◆ **Text shown**:
=== Section Start ===

[Paper] BEACON: Language-Conditioned Navigation Affordance Prediction under Occlusion

Published: 13 hours ago (March 10, 2026 at 01:56 PM EDT)

4 min read

Source: arXiv

Source: arXiv - 2603.09961v1

Overview

The paper introduces BEACON, a system that lets a robot understand open‑ended, relational language commands (e.g., “go to the chair next to the table”) even when the target is hidden behind obstacles. By predicting a bird’s‑eye‑view (BEV) affordance heatmap from surround‑view RGB‑D sensors, BEACON can infer traversable spots in occluded regions—something traditional vision‑language models that operate only on visible pixels struggle with.

Key Contributions

BEV affordance prediction: First method to map language‑conditioned navigation goals onto an ego‑centric top‑down heatmap that includes both visible and occluded space.
Spatially‑aware VLM integration: Extends a pretrained vision‑language model with explicit spatial cues, allowing it to reason about “where” in addition to “what”.
Depth‑driven BEV feature fusion: Combines depth‑derived top‑down geometry with VLM outputs, yielding a richer representation of the local scene.
Occlusion‑focused benchmark: Builds a new Habitat‑based dataset that deliberately places target locations behind furniture or moving agents, exposing the limits of image‑space baselines.
Significant performance boost: Achieves a 22.74 % absolute improvement in geodesic‑threshold accuracy over the previous state‑of‑the‑art on occluded targets.

Methodology

Sensor setup – The robot captures four RGB‑D streams (front, left, right, back), giving a 360° surround view of its immediate surroundings.
Vision‑Language backbone – A pretrained VLM (e.g., CLIP) processes the concatenated images together with the natural‑language instruction, producing a set of high‑level visual‑semantic embeddings.
Spatial cue injection – Positional encodings that describe each camera’s orientation and field‑of‑view are added to the VLM’s token stream, teaching the model to associate language with specific directions.
Depth‑to‑BEV conversion – Using the depth channel, each RGB‑D frame is lifted into a local 2‑D occupancy grid (a top‑down “floor plan”) that marks free space, obstacles, and unknown (potentially occluded) cells.

=== Section End ===

◆ **Material supplied**:
=== Section Start ===

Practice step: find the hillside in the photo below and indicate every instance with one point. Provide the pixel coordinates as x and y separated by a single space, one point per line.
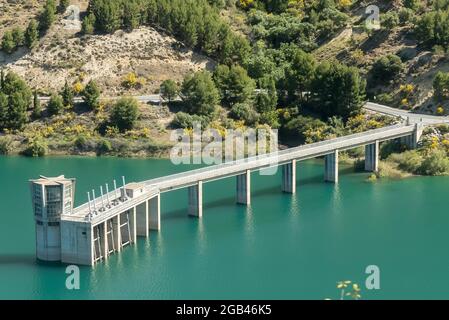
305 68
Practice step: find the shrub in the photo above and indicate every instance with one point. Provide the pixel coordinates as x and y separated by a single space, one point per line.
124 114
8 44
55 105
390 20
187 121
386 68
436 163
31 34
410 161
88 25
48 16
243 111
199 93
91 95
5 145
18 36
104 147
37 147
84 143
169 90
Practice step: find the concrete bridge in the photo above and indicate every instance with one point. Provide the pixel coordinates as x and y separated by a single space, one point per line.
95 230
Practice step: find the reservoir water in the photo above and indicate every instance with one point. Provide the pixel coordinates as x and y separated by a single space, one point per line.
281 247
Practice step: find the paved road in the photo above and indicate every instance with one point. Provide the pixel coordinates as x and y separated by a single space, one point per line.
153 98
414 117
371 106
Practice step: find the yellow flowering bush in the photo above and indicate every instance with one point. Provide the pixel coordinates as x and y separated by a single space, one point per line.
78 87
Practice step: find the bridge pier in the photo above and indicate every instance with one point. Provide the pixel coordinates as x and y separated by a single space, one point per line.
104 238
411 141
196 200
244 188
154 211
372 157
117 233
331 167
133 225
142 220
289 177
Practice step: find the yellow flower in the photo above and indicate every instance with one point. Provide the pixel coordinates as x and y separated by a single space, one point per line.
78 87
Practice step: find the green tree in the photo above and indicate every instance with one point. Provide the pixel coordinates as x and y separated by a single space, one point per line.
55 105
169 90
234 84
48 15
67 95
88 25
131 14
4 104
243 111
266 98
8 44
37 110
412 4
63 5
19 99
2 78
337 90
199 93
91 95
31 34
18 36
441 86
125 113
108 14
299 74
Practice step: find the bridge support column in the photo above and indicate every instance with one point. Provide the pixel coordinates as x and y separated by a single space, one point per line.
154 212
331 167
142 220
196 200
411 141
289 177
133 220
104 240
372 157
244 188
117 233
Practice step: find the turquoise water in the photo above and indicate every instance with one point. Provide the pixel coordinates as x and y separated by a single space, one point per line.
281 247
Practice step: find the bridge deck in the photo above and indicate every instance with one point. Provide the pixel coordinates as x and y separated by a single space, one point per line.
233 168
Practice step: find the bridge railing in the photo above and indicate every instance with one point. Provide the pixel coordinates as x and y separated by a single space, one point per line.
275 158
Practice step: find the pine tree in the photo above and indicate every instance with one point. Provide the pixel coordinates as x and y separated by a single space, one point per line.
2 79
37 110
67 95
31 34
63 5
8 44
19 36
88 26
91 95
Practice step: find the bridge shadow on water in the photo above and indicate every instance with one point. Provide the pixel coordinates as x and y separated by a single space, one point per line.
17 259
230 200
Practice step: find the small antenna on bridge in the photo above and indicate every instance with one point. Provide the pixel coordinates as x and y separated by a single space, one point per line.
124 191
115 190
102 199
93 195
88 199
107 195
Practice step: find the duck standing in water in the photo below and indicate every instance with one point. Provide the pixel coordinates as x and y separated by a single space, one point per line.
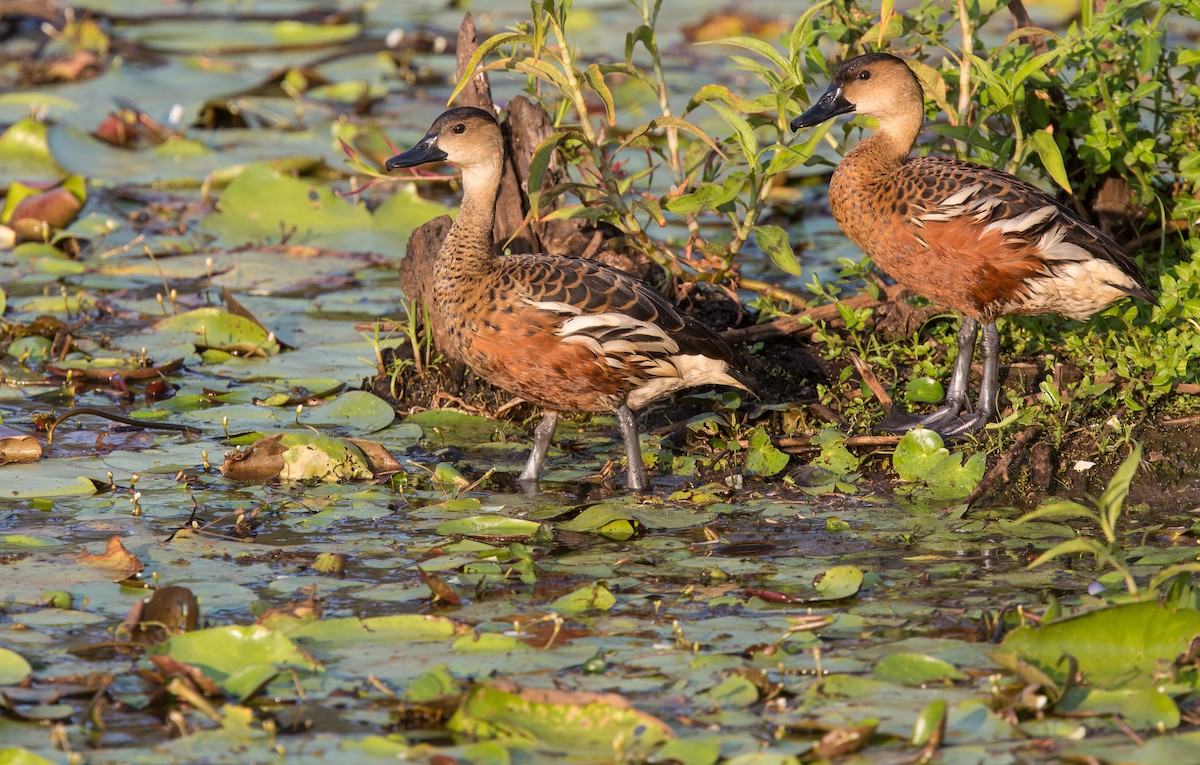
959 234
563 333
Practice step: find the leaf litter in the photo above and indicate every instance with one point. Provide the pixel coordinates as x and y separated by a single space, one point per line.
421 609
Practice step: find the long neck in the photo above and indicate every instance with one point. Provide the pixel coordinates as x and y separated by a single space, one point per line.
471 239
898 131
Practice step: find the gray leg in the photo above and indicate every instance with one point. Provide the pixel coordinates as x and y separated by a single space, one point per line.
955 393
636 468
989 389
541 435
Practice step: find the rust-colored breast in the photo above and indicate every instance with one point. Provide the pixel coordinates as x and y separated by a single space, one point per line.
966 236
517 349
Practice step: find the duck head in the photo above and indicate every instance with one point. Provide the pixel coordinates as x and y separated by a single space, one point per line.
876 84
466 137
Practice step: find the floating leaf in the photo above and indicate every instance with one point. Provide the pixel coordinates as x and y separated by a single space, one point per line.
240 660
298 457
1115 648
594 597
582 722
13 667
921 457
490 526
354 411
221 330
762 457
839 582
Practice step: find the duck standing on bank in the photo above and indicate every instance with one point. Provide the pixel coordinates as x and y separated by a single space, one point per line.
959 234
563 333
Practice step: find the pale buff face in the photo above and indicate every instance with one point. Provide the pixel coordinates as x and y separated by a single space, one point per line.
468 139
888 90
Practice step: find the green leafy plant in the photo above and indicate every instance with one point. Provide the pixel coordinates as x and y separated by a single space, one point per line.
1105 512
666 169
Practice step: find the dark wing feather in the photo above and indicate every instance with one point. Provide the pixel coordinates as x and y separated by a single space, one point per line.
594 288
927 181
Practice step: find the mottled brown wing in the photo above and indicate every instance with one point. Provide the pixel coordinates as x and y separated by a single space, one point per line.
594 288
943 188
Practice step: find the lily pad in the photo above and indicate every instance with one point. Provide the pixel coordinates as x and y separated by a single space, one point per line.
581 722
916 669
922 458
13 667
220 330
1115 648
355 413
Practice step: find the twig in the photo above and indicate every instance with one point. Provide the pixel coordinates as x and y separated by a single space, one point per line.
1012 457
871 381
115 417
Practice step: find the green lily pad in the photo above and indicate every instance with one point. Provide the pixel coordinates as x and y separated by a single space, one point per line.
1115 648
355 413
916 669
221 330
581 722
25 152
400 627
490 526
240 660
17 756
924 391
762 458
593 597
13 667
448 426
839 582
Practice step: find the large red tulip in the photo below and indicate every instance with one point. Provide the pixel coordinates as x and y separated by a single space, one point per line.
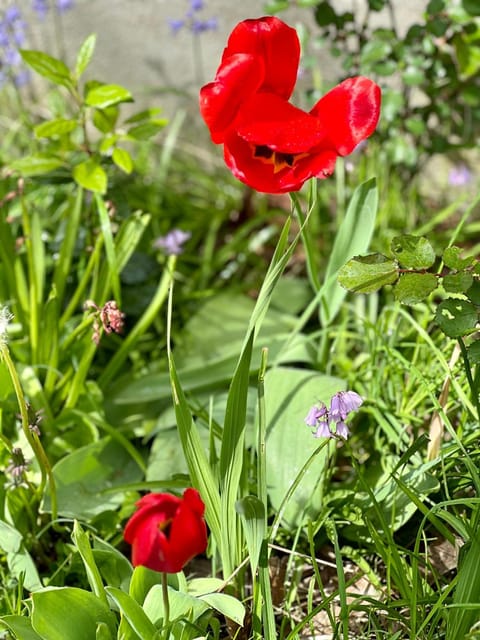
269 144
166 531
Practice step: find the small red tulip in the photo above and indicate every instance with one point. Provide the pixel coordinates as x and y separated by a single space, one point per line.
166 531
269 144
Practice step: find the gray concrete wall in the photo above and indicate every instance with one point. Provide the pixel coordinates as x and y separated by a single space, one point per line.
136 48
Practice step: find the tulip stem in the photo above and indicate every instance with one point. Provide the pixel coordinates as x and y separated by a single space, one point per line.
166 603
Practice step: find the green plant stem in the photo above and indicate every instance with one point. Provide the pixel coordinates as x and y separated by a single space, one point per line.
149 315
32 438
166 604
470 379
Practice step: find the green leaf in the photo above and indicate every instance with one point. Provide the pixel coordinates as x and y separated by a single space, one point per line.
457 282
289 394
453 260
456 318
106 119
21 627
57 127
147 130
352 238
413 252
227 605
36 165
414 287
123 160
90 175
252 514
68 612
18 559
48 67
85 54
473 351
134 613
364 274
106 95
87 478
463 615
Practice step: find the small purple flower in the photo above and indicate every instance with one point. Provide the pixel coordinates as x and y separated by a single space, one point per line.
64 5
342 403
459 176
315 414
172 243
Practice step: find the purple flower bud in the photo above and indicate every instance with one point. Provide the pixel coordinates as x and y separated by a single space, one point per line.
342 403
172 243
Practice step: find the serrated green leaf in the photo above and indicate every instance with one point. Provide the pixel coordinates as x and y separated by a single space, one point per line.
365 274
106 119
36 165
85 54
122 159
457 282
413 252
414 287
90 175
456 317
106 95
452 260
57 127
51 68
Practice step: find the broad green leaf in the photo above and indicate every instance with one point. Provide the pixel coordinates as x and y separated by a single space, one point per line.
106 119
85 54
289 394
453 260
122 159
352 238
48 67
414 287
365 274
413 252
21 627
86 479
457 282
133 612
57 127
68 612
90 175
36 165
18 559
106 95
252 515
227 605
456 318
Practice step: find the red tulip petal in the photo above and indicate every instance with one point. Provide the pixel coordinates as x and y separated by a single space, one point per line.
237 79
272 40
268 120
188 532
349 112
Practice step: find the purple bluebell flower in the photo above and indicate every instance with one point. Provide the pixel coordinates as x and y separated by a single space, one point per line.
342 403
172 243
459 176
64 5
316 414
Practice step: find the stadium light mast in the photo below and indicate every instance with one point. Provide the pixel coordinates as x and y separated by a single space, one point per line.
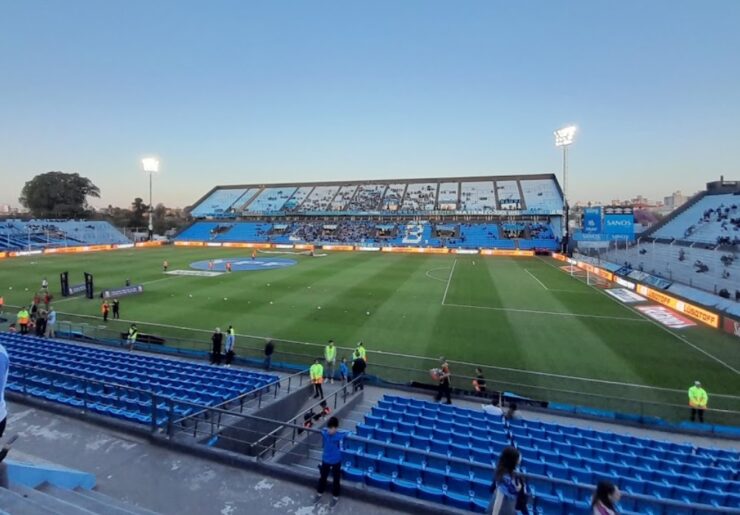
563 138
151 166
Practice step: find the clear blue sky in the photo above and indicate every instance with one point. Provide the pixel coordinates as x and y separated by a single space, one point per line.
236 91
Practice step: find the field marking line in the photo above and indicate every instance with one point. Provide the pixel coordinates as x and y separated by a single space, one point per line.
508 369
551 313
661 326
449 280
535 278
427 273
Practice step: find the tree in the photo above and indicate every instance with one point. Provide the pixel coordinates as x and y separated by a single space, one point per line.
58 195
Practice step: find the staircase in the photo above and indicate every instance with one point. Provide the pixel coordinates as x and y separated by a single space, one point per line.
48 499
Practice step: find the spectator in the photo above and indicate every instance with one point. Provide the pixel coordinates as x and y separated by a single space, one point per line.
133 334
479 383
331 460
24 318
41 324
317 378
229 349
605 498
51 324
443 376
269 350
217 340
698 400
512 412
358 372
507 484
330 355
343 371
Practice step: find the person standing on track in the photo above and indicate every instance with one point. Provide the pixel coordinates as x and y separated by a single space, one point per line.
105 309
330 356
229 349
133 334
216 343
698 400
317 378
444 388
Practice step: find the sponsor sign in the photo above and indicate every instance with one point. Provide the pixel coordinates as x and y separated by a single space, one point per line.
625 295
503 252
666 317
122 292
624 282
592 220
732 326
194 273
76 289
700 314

=== Section End ===

◆ **About this exercise**:
Answer these from the BEACON summary:
(a) How many RGB‑D streams does the robot capture, and from which directions?
(b) What absolute improvement in geodesic‑threshold accuracy on occluded targets does BEACON achieve over the previous state of the art?
(c) What is the new occlusion‑focused benchmark dataset based on?
The records that come after the BEACON summary are separate material.

◆ **Task output**:
(a) Four streams: front, left, right and back.
(b) 22.74 %.
(c) Habitat.